## Selected passage:

Re: [zfs-discuss] zfs fragmentation

Mike Gerdts Sat, 08 Aug 2009 13:05:59 -0700

On Sat, Aug 8, 2009 at 12:51 PM, Ed Spencer<ed_spen...@umanitoba.ca> wrote:
>
> On Sat, 2009-08-08 at 09:17, Bob Friesenhahn wrote:
>> Many of us here already tested our own systems and found that under
>> some conditions ZFS was offering up only 30MB/second for bulk data
>> reads regardless of how exotic our storage pool and hardware was.
>
> Just so we are using the same units of measurements. Backup/copy
> throughput on our development mail server is 8.5MB/sec. The people
> running our backups would be over joyed with that performance.
>
> However backup/copy throughput on our production mail server is 2.25
> MB/sec.
>
> The underlying disk is 15000 RPM 146GB FC drives.
> Our performance may be hampered somewhat because the luns are on a
> Network Appliance accessed via iSCSI, but not to the extent that we are
> seeing, and it does not account for the throughput difference in the
> development and production pools.


NetApp filers run WAFL - Write Anywhere File Layout.  Even if ZFS
arranged everything perfrectly (however that is defined) WAFL would
undo its hard work.

Since you are using iSCSI, I assume that you have disabled the Nagle
algorithm and increased  tcp_xmit_hiwat and tcp_recv_hiwat.  If not,
go do that now.

> When I talk about fragmentation its not in the normal sense. I'm not
> talking about blocks in a file not being sequential. I'm talking about
> files in a single directory that end up spread across the entire
> filesytem/pool.

It's tempting to think that if the files were in roughly the same area
of the block device that ZFS sees that reading the files sequentially
would at least trigger a read-ahead at the filer.  I suspect that even
a moderate amount of file creation and deletion would cause the I/O
pattern to be random enough (not purely sequential) that the back-end
storage would not have a reasonable chance of recognizing it as a good
time for read-ahead.  Further, since the backup application is
probably in a loop of:

while there are more files in the directory
   if next file mtime > last backup time
       open file
       read file contents, send to backup stream
       close file
    end if
end while

In other words, other I/O operations are interspersed between the
sequential data reads, some files are likely to be skipped, and there
is latency introduced by writing to the data stream.  I would be
surprised to see any file system do intelligent read-ahead here.  In
other words, lots of small file operations make backups and especially
restores go slowly.  More backup and restore streams will almost
certainly help.  Multiplex the streams so that you can keep your tapes
moving at a constant speed.

## Stored rows:

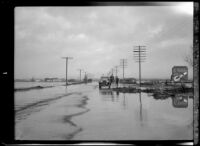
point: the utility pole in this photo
(66, 65)
(123, 64)
(80, 73)
(139, 55)
(116, 70)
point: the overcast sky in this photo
(98, 37)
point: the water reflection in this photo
(124, 101)
(141, 119)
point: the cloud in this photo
(97, 38)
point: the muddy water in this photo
(125, 116)
(83, 112)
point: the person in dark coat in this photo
(117, 81)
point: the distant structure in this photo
(180, 101)
(179, 74)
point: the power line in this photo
(67, 58)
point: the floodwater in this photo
(83, 112)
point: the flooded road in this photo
(83, 112)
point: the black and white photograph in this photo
(104, 72)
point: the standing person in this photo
(111, 79)
(117, 81)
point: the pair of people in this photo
(112, 80)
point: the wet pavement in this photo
(84, 112)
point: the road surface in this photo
(83, 112)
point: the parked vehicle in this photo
(104, 81)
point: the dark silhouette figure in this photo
(111, 79)
(117, 81)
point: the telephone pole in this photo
(66, 65)
(80, 73)
(123, 64)
(140, 56)
(116, 70)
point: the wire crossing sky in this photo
(98, 37)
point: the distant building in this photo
(179, 74)
(128, 80)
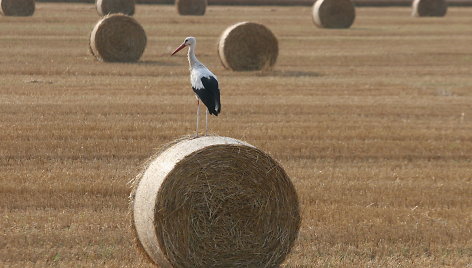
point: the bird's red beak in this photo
(178, 49)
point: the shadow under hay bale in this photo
(105, 7)
(248, 46)
(118, 38)
(429, 8)
(17, 7)
(333, 14)
(191, 7)
(215, 202)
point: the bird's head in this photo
(189, 41)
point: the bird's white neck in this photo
(192, 59)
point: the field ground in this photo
(373, 124)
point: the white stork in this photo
(204, 82)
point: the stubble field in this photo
(373, 124)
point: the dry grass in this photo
(373, 124)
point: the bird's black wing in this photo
(209, 94)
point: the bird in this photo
(204, 82)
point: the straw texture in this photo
(17, 7)
(248, 46)
(215, 202)
(429, 8)
(118, 38)
(191, 7)
(334, 14)
(105, 7)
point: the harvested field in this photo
(373, 124)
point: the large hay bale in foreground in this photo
(214, 202)
(118, 38)
(17, 7)
(248, 46)
(429, 8)
(105, 7)
(334, 14)
(191, 7)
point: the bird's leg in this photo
(198, 115)
(206, 122)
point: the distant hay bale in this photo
(248, 46)
(118, 38)
(105, 7)
(214, 202)
(17, 7)
(429, 8)
(334, 14)
(191, 7)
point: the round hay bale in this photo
(248, 46)
(214, 202)
(333, 14)
(105, 7)
(17, 7)
(429, 8)
(191, 7)
(117, 38)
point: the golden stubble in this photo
(373, 125)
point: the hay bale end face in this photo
(105, 7)
(215, 202)
(333, 14)
(429, 8)
(191, 7)
(17, 7)
(248, 46)
(118, 38)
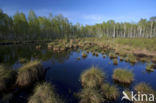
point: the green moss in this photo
(109, 92)
(92, 78)
(123, 76)
(44, 93)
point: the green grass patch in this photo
(109, 92)
(123, 76)
(92, 78)
(29, 73)
(144, 88)
(89, 95)
(7, 78)
(44, 93)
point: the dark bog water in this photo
(64, 68)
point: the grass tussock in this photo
(89, 95)
(29, 73)
(149, 68)
(109, 92)
(123, 76)
(84, 55)
(7, 78)
(92, 78)
(131, 58)
(112, 55)
(115, 61)
(44, 93)
(144, 88)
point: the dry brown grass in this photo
(123, 76)
(89, 95)
(109, 92)
(44, 93)
(29, 73)
(92, 78)
(7, 78)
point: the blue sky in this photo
(85, 11)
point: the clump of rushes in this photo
(89, 95)
(123, 76)
(115, 61)
(38, 46)
(78, 58)
(154, 59)
(149, 68)
(112, 55)
(96, 54)
(121, 58)
(131, 58)
(144, 88)
(7, 78)
(22, 60)
(44, 93)
(104, 56)
(29, 73)
(92, 78)
(109, 92)
(84, 55)
(93, 53)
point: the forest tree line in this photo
(19, 27)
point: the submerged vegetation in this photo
(123, 76)
(92, 78)
(29, 73)
(44, 93)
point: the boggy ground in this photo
(129, 49)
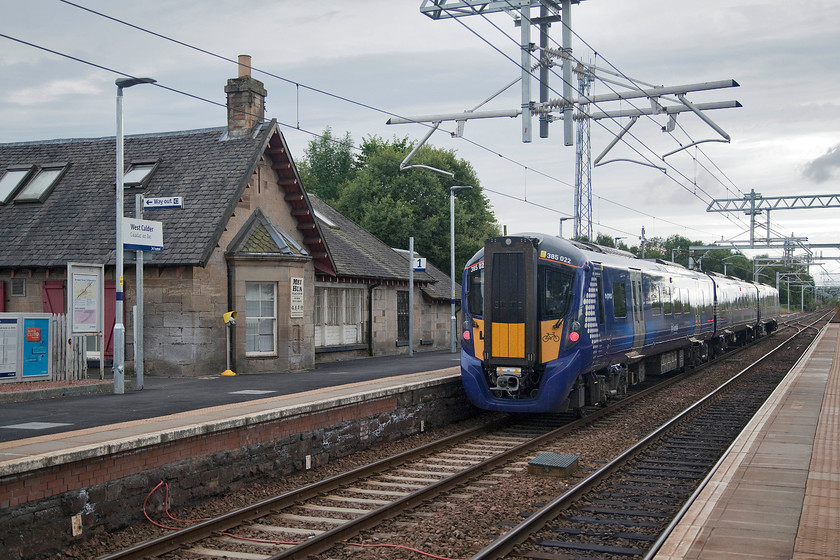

## What you need to do:
- A) Answer these questions using the forum thread:
(i) What backup/copy throughput is reported for the production mail server?
(ii) What does WAFL stand for?
(iii) What should be multiplexed so that the tapes keep moving at a constant speed?
- B) In the listing, output everything from the line containing "point: the submerged vegetation in this photo" down to the end of the listing, with no pictures.
The listing has no connection to the forum thread.

## Solutions to the exercise:
- A)
(i) 2.25 MB/sec
(ii) Write Anywhere File Layout
(iii) The backup and restore streams

- B)
point: the submerged vegetation in this photo
(123, 76)
(92, 78)
(29, 73)
(44, 93)
point: the boggy ground in this photo
(129, 49)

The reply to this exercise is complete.